### Строки
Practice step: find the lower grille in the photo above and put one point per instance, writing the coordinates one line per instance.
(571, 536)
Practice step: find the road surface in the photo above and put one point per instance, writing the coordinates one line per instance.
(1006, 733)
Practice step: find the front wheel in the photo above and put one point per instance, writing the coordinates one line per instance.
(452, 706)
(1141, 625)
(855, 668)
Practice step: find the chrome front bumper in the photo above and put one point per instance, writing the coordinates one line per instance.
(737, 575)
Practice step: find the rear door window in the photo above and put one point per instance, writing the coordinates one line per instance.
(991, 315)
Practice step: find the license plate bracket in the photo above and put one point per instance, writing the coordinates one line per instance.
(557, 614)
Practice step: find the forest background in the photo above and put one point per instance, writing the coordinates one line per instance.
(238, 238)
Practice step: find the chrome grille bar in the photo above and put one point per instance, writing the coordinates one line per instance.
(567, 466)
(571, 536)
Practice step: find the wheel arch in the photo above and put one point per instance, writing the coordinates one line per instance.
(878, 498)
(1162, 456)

### Данное задание
Перепишите строки от той, что содержит «Practice step: find the wheel», до последней строки включительно, заменив «wheel arch» на «wheel well». Остальное оставьте как есть.

### Правильный ответ
Practice step: find the wheel well in the photo above and put one point per instance, writing the coordinates one line per instance.
(878, 498)
(1162, 456)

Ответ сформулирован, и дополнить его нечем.